» ИСХОДНЫЙ ТЕКСТ:
%%

Голод, конечно, после изъятия ценностей не прекратился, большевики же, по некоторым сведениям, положили в свой фонд сорок восемь миллиардов в золотых рублях. Сколько человек при этом было расстреляно, закопано живыми, утоплено в прорубях, удавлено, распилено пилами, зарублено топорами, замучено пытками, учету не поддается. Существует хорошее двухтомное издание «Новые мученики российские». Составлено М. Польским. Там, особенно в 1 томе, эти сведения имеются в достаточном и даже удручающем количестве.
Видимо, это письмо было результатом одного из острейших приступов мозговой болезни В. И., его агрессивности, его бешенства. А вскоре, очень даже вскоре, начали размягчаться и отключаться участки мозга один за другим.
До революции в России было 360000 священнослужителей, 4 духовные академии, 58 семинарий, 1250 монастырей, 55173 православных церквей и 25000 часовен, 4200 католических храмов, 25000 мечетей, 6000 синагог и более 4000 молитвенных домов.

%%

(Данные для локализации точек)
%%

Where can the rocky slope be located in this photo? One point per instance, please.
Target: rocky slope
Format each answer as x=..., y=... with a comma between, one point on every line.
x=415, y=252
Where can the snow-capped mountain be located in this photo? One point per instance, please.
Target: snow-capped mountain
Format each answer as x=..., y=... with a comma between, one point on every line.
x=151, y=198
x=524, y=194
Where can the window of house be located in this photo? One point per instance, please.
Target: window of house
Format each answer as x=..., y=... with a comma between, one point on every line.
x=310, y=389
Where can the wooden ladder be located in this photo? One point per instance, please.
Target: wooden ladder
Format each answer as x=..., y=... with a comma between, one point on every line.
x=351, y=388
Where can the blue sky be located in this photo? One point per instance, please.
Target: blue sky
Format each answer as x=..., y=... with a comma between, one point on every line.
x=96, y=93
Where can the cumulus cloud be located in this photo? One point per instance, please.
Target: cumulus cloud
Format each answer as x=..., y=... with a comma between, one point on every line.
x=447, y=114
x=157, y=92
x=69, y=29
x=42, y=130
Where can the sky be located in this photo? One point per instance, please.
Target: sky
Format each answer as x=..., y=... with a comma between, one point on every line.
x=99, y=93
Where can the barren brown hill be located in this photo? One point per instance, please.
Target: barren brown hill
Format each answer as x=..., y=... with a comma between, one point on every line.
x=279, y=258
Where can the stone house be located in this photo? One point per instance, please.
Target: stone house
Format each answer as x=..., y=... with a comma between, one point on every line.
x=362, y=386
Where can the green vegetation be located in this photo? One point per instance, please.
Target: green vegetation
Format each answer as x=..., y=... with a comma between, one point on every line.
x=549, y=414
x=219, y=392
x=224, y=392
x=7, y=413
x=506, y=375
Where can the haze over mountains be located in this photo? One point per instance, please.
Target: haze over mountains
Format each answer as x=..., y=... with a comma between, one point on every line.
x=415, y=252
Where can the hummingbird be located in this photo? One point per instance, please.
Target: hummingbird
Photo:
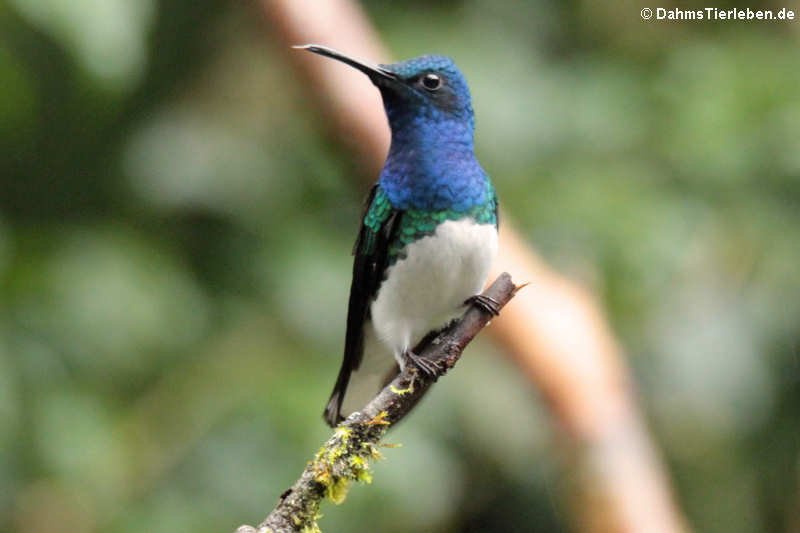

%%

» ЗАДАНИЕ:
Ответьте по тексту об изъятии церковных ценностей:
1. Сколько, по некоторым сведениям, большевики положили в свой фонд?
2. Кем составлено издание «Новые мученики российские»?
3. Сколько семинарий было в России до революции?
Отвечайте, опираясь только на текст.

» ВАШ ОТВЕТ:
1. Сорок восемь миллиардов в золотых рублях.
2. М. Польским.
3. 58.